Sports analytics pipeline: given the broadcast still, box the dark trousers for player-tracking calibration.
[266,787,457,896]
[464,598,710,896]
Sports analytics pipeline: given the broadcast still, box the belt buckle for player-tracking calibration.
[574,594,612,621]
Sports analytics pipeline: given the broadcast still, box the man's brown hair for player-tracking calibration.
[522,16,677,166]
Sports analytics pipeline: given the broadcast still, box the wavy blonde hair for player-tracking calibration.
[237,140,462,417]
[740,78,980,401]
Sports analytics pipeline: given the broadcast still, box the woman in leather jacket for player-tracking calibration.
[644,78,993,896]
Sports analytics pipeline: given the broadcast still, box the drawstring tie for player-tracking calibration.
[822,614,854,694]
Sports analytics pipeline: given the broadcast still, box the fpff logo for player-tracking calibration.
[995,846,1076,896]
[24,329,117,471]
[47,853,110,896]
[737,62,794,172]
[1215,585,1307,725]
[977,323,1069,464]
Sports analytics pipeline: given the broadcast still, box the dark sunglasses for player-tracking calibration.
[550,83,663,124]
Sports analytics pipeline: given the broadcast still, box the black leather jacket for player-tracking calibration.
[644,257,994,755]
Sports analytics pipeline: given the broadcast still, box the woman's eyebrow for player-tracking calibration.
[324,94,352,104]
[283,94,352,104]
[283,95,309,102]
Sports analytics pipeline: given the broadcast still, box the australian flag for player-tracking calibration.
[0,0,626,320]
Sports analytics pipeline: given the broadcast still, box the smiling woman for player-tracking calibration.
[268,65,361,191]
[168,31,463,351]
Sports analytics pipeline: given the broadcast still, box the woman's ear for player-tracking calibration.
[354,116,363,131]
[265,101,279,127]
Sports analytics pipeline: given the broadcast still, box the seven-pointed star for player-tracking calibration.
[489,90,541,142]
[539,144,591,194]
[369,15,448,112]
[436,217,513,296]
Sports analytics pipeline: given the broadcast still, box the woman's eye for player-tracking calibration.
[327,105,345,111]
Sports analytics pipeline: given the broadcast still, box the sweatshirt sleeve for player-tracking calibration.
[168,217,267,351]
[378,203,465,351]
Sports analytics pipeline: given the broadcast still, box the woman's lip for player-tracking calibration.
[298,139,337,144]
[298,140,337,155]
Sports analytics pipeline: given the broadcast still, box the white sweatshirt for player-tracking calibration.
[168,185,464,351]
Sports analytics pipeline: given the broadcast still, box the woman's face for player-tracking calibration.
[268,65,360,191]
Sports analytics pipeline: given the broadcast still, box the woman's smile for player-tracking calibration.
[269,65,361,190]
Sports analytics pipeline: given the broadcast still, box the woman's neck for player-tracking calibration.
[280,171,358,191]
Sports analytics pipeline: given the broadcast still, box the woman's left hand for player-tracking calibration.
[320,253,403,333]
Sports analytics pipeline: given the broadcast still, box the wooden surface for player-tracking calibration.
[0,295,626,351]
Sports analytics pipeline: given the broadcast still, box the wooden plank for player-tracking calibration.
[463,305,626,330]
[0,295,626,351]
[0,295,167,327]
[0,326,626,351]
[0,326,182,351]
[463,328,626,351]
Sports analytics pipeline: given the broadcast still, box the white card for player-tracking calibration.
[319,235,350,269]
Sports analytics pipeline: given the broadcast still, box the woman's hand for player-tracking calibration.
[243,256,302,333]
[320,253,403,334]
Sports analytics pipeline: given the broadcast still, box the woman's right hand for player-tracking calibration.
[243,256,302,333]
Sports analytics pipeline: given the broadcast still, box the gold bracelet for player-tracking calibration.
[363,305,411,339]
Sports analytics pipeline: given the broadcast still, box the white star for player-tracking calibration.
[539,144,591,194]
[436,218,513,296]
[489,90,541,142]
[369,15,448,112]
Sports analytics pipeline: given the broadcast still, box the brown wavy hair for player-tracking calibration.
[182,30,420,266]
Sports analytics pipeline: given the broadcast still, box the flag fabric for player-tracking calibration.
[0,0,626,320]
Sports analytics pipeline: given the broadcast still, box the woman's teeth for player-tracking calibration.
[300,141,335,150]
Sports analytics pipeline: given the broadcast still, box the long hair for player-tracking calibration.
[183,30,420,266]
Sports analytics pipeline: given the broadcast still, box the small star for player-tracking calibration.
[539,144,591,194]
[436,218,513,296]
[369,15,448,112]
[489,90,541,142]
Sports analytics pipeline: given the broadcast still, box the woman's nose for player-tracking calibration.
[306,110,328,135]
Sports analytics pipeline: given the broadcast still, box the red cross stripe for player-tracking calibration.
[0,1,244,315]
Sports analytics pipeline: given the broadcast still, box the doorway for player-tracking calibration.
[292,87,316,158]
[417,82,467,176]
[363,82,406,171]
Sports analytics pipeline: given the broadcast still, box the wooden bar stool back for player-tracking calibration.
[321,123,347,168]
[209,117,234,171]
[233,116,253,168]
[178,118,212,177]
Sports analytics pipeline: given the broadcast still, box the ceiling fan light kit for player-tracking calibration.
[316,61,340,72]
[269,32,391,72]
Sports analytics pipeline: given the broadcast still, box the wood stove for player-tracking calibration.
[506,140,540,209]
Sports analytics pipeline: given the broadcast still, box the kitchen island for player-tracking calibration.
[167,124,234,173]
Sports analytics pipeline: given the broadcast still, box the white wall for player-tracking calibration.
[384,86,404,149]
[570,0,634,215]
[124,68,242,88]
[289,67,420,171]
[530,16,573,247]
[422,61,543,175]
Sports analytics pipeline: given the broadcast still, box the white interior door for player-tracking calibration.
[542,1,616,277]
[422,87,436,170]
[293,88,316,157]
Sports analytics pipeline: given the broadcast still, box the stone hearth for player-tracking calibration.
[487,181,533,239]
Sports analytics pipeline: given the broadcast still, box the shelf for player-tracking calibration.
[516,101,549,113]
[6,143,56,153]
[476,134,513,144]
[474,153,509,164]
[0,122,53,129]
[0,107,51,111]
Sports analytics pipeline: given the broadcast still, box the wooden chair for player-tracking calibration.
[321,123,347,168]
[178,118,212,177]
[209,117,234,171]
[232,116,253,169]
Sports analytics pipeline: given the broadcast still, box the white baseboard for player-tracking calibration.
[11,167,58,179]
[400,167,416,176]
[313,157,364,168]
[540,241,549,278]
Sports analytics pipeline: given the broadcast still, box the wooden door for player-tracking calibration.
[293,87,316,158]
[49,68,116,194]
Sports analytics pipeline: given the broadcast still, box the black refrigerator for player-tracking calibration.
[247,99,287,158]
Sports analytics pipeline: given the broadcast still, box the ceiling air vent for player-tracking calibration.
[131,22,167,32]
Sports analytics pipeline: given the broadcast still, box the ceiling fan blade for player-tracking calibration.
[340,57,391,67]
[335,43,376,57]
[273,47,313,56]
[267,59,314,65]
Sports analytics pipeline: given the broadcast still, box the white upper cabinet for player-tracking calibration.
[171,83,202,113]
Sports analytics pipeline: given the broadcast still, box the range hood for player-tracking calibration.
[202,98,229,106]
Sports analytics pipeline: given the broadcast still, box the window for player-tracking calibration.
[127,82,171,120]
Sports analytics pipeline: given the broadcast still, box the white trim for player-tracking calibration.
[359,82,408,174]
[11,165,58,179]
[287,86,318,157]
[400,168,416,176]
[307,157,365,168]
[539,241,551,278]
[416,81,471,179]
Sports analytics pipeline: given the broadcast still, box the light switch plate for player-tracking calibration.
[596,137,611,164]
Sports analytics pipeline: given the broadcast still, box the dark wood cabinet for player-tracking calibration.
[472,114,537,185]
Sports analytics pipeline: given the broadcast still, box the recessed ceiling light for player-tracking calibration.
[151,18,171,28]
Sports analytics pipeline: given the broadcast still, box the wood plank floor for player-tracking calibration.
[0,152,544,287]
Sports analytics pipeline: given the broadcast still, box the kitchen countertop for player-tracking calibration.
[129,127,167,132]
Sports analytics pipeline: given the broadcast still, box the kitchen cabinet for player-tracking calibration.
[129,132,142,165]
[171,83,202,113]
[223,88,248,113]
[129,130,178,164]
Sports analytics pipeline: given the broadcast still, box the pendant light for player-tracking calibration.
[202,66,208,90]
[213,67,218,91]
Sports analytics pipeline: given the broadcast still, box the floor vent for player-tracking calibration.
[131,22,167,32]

=====

Edit the data from the line containing "hood for player-tracking calibration." down to the line containing "[472,114,537,185]", changing "white trim" to "white molding" and leaving everything else the same. Return only those lines.

Sports analytics pipeline: given the broadcast still, box the range hood for player-tracking calibration.
[202,98,229,106]
Sports analytics pipeline: given the broadcast still, box the window for player-tracking calibration.
[127,82,171,120]
Sports analytics pipeline: given the broadcast still, box the white molding for player-tracking calibration.
[359,82,408,174]
[11,165,58,179]
[287,86,318,157]
[400,168,416,176]
[307,157,365,168]
[539,241,551,278]
[416,81,471,179]
Sports analytics pipeline: given the broadcast still, box the light switch plate for player-tracking calibration.
[596,137,611,164]
Sports analytics pipeline: given the broadcast still, box the dark wood cabinet for player-tracking calibration.
[472,114,537,185]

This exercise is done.